Start of Text provided

Pages 8 & 9: https://www.jorc.org/docs/JORC_code_2012.pdf

Essentially: (Inferred | Indicated) Resources is weak guesswork

whereas: (Measured | Proved) Reserves is (almost) bankable.

If you're in a certtain type of geology that looks a lot like other geology that's been mined, and you have some surface geochemstry results you can claim to have (say) a 10 square mile area of indicated copper resources which correlates with (say) 500 million tonnes of extractable resources.

This will then appear in a resource map .. and it's fantasy footbal stuff.

The real money gravitates towards increasing proven resources - this is a volume of the earths crust that has been

* surface tested,

* geophysically tested,

* sparsely drill tested,

* densely drill tested,

* modelled as a 3D volumetric dispersal of elements and compounds,

* modelled for economic feasibility of extraction (will it cost less to extract than the value of the material extracted).

This is the evolution of potential mining ground from a prospect through to something that gets listed on a minerals exchange as a capital investment to build processing equipment and dig holes | shafts | leach mining | etc.

Apologies for so many typos ...

s/fantasy footbal /fantasy football /

> The real money gravitates towards increasing proven reserves etc.

Like a Reserve Bank - a mineral Reserve is a known entity - at least as known as anything can be to the limits of modern technology prior to actually digging it up.

End of Text provided

§ **Exercise instructions**:
1 - Reproduce the part of the passage on mineral resources and reserves starting with "This is the" and going on through "proven reserves etc.".
2 - Continue the passage on mineral resources and reserves from the point at which it ends.

Start of Source material

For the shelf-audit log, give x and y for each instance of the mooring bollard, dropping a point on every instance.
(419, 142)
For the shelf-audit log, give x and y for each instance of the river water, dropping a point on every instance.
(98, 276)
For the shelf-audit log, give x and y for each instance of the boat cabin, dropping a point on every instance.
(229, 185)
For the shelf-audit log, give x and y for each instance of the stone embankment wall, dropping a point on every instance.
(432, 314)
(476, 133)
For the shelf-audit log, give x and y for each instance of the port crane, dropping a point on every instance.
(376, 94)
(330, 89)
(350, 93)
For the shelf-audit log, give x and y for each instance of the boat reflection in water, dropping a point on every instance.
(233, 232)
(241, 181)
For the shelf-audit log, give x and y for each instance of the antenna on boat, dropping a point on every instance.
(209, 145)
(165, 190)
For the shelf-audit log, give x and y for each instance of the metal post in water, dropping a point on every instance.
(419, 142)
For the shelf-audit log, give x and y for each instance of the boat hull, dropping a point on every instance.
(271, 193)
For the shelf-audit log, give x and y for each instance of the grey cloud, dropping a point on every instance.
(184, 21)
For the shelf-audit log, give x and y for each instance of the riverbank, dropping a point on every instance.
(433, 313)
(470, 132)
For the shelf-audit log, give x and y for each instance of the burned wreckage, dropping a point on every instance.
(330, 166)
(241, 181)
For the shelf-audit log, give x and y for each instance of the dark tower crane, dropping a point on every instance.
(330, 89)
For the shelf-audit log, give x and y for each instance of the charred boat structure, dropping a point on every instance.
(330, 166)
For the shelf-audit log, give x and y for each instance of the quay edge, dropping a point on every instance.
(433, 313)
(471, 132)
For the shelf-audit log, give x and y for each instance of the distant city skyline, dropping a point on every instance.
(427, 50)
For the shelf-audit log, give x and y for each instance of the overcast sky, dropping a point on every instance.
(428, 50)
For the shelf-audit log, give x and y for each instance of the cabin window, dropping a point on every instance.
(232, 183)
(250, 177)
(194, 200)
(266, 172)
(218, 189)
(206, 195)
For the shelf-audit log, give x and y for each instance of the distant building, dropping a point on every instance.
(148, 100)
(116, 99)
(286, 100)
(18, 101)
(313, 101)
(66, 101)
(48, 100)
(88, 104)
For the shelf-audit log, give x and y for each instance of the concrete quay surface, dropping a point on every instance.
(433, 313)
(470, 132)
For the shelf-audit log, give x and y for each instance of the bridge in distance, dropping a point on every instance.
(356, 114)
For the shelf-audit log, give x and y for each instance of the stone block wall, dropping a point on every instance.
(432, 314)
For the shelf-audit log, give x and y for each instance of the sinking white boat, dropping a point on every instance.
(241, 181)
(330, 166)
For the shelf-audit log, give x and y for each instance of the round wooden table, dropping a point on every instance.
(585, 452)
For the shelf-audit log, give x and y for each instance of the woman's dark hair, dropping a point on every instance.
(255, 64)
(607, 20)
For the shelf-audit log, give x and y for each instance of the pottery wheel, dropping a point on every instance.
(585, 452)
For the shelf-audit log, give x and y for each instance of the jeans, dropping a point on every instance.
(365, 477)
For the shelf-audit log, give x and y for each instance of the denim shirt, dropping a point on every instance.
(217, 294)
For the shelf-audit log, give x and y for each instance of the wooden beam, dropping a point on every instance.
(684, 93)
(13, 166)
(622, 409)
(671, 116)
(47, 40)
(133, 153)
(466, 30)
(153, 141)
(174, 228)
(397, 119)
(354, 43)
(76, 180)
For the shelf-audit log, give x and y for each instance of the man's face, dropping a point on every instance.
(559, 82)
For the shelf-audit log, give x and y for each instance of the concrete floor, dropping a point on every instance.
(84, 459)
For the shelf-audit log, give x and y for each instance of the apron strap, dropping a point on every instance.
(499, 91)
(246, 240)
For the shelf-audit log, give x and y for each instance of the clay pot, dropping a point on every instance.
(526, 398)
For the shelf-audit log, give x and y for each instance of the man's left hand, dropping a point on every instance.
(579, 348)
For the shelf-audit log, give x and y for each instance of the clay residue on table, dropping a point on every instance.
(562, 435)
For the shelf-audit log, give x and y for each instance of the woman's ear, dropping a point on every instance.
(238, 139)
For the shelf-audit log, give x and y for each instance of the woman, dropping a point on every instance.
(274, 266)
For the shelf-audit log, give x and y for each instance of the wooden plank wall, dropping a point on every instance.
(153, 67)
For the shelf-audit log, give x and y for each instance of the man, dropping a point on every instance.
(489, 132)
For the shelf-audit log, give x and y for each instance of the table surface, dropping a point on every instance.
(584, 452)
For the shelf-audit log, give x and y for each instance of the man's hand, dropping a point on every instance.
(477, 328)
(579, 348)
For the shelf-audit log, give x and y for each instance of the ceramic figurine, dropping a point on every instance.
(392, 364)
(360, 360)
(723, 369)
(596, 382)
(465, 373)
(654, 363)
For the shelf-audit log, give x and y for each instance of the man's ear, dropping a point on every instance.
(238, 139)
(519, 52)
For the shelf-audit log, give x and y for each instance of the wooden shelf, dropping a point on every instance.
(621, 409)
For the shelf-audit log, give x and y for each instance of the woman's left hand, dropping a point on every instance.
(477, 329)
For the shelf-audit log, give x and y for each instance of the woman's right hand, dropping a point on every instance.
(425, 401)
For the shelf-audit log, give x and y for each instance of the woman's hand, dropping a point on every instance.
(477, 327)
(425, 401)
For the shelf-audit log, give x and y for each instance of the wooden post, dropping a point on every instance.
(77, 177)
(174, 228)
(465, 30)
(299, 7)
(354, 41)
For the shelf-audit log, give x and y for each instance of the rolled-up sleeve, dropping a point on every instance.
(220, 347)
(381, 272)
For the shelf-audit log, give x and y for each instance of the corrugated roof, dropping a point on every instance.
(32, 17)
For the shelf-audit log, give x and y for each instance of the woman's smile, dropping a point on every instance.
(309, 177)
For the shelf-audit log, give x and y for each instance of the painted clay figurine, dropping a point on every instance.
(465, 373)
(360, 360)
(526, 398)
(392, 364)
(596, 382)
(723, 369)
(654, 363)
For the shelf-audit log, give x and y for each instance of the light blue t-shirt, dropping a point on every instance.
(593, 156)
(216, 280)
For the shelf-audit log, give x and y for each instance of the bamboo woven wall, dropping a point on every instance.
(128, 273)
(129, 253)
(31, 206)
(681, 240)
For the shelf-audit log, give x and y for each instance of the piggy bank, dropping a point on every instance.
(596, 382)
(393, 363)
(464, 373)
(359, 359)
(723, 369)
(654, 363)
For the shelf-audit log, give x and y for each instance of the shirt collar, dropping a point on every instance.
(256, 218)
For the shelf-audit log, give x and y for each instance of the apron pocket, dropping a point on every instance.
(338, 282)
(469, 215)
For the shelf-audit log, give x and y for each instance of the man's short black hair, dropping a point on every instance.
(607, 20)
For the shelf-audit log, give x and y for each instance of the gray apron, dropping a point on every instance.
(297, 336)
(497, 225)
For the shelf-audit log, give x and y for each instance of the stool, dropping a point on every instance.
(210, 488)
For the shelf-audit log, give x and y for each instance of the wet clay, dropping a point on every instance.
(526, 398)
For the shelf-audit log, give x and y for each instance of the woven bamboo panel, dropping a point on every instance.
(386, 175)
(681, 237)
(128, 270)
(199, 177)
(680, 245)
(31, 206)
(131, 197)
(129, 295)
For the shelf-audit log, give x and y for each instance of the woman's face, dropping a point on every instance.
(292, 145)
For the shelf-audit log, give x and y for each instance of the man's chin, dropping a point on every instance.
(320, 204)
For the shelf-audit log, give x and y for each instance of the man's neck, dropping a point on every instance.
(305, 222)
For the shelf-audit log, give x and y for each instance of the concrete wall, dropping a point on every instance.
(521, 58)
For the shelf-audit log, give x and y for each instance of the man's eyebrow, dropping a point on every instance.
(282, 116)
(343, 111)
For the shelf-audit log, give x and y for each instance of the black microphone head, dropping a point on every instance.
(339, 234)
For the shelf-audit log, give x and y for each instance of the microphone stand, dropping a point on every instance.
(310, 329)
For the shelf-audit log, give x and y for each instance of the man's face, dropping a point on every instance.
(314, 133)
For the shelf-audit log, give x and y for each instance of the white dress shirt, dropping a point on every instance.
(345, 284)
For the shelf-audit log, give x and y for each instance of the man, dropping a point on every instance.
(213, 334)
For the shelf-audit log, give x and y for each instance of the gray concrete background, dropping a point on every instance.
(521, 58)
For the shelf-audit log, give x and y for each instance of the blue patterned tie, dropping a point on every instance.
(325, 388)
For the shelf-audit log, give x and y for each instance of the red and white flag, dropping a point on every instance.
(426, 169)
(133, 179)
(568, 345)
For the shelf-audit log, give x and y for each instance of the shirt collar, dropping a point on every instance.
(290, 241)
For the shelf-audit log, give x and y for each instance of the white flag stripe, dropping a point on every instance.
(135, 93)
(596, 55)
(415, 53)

End of Source material

§ **List of answers**:
1 -
This is the evolution of potential mining ground from a prospect through to something that gets listed on a minerals exchange as a capital investment to build processing equipment and dig holes | shafts | leach mining | etc.

Apologies for so many typos ...

s/fantasy footbal /fantasy football /

> The real money gravitates towards increasing proven reserves etc.

2 -
There's been enough drilling to know the volumetric extents and grades of the materials of interest (most deposits have multiple minerals of interest), and quite often there's been an independant third party engineering and economic Technical Report commissioned on the feasibility of extraction, costs, methods, lifetime, and expected profit margins.

How would you interpret this news about phosphate in Norway: https://www.euractiv.com/section/energy-environment/news/gre... ?
so like 6 million KG of lithium. or enough lithium for 750,000 EV cars
15,000,000t×0.004 = 60,000,000kg. 60,000,000kg/63kg per car [1] ≈ 952,000 cars, about 55% of Tesla's production last year.

[1] https://electrek.co/2016/11/01/breakdown-raw-materials-tesla...

Yikes, looks like EVs are gonna be resource-constrained real soon unless new battery tech emerges.
Swear I read an article recently about cuts to a lithium project in Australia due to dwindling demand.

Here's an article about it:

https://www.abc.net.au/news/2024-01-18/kemerton-lithium-proj...

Including: "Demand for lithium has dropped by more than 80 per cent in the past year and nearly 11 per cent in the past month alone."

Lithium is one of the most abundant solids in the universe. The earth has plenty, it's just going to become more and more economically feasible to extract it. You can even get reasonably large amounts from seawater if you have cheap energy.
Citations very sorely needed on every single one of your wild speculations.
These are not "wild speculations", they are all widely know facts. It is more common in the earth's crust than lead, tin, uranium, etc which we mine magnitudes more per year [1], and there are significantly more reserves in seawater [2], where extraction is mostly limited by how much energy we need to use to extract it.

[1] https://en.wikipedia.org/wiki/Abundance_of_elements_in_Earth... [2] https://www.science.org/content/article/seawater-could-provi...

More lithium deposits will be found now that it is more desirable. The earth has plenty.
And if we run out, we can finally make Teslas useful by recycling them!
I don't see how EVs are any more viable than ICEs if they continue to be as crassly oversized and overpowered.

A 20 KG e-bike can get a person around with 0.3 BHP, so 200 KG and 30 BHP is already pushing the boat out.

But people want another order of magnitude on top of that.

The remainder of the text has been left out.